ASSIGNMENT:
Produce an exact copy of the lines below, starting at the first and ending with the line containing "Prompt = Locate the jacket hood".

Free-text object descriptions
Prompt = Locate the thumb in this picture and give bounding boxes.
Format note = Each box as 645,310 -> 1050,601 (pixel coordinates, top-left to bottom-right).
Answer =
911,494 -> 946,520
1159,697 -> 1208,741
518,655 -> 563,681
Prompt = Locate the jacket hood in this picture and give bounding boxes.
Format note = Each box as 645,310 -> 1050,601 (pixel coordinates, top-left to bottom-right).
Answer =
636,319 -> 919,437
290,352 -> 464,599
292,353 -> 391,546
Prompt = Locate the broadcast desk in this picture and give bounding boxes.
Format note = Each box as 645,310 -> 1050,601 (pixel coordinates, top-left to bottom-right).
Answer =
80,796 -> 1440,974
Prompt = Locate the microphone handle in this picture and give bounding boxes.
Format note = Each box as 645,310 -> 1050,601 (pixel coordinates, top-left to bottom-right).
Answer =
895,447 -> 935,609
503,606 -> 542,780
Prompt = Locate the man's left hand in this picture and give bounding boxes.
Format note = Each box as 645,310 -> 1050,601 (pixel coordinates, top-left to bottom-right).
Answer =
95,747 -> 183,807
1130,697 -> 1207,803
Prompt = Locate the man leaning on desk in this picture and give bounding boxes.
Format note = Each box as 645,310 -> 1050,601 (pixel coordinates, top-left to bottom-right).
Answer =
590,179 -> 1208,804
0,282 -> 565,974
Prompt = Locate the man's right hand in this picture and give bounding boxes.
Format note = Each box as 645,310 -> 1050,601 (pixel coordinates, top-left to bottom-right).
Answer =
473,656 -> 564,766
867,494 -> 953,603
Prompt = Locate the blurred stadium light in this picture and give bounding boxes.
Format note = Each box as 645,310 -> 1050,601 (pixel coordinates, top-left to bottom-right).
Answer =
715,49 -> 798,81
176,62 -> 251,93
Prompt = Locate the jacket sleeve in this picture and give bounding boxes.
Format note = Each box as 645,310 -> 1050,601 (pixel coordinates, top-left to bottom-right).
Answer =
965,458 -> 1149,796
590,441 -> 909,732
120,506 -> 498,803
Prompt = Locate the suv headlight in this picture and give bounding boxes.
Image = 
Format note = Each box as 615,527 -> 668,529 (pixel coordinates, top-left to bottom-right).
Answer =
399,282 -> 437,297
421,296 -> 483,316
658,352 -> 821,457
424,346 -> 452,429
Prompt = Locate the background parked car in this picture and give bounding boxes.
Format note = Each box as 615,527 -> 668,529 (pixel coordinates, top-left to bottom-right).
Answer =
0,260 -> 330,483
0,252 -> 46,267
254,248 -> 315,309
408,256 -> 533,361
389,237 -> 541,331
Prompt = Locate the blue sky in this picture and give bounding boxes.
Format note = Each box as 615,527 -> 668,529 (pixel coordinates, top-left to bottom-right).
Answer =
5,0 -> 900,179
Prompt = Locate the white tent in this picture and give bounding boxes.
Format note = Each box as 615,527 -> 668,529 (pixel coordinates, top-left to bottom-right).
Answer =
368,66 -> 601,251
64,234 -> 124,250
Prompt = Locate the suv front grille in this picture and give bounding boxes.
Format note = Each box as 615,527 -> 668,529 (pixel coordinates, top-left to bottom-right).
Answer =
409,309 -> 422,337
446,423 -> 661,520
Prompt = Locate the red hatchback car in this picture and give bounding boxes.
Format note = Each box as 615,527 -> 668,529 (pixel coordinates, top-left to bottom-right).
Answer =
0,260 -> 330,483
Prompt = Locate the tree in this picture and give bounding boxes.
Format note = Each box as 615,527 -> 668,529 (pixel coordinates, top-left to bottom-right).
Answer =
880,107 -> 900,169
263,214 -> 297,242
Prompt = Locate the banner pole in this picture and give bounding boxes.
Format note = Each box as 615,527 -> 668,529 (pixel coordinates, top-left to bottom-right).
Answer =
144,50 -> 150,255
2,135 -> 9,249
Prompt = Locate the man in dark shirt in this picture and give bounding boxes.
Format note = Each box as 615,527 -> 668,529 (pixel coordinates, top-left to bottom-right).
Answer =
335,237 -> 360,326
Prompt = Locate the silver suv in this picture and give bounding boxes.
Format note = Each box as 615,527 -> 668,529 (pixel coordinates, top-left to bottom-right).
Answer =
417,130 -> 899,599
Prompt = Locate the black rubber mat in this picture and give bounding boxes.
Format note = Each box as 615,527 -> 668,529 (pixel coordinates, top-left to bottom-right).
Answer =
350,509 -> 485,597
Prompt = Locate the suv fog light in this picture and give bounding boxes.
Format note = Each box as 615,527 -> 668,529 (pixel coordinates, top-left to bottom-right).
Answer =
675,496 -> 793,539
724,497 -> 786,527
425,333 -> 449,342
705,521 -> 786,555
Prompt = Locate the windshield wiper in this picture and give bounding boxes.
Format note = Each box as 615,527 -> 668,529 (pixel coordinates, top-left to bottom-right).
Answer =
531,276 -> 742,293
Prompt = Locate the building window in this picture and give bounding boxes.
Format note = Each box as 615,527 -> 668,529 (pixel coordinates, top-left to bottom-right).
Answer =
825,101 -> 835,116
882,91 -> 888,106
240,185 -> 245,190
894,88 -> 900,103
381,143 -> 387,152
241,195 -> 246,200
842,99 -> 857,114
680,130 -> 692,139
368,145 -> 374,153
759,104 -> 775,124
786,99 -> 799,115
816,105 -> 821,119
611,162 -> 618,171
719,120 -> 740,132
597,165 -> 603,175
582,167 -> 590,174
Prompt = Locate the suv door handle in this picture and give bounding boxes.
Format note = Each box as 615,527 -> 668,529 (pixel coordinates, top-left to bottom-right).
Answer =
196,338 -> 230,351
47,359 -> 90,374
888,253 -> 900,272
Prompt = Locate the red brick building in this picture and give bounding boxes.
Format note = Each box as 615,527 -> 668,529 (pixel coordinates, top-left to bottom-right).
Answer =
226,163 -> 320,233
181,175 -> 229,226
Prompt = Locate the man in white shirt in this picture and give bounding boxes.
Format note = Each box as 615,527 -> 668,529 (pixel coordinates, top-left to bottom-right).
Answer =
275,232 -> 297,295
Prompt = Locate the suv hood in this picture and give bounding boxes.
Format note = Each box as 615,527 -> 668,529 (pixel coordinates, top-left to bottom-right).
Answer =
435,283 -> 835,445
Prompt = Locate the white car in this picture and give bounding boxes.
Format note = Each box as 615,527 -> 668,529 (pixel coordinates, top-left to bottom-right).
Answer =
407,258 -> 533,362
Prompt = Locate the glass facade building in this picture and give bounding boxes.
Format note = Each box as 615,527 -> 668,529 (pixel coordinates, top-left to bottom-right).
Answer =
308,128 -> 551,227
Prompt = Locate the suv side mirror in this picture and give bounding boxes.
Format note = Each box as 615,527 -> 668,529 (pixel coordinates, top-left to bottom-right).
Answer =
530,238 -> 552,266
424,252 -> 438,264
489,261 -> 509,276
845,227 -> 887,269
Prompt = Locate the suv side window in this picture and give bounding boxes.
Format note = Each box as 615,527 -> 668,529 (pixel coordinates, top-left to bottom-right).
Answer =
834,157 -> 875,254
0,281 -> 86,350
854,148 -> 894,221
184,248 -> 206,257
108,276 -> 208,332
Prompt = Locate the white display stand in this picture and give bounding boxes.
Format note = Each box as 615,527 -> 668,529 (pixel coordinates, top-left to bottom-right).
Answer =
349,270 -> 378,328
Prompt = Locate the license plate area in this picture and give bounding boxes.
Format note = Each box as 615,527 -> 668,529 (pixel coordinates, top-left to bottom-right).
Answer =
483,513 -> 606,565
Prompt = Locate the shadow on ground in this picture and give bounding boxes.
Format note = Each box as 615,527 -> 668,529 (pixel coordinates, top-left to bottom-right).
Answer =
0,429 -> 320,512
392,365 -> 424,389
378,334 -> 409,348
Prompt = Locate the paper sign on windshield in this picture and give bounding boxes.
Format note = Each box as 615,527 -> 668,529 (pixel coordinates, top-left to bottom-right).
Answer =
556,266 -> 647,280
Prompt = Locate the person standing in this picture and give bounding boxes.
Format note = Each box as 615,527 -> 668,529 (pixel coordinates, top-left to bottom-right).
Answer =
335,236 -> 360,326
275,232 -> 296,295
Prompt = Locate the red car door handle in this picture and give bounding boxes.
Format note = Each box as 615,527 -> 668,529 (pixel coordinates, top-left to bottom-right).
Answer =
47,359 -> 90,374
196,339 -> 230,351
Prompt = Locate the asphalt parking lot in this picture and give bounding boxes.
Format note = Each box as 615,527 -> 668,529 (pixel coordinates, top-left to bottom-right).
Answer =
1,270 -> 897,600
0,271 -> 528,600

ANSWER:
Prompt = Locate the thumb in this picture and give bounding boxes.
Format note = Each box as 645,310 -> 1050,601 (pixel coordinates, top-left to bottom-right).
Answer =
911,494 -> 946,520
1159,697 -> 1208,741
518,655 -> 563,681
Prompt = Locate the jacket hood in this picture and give bounding boxes.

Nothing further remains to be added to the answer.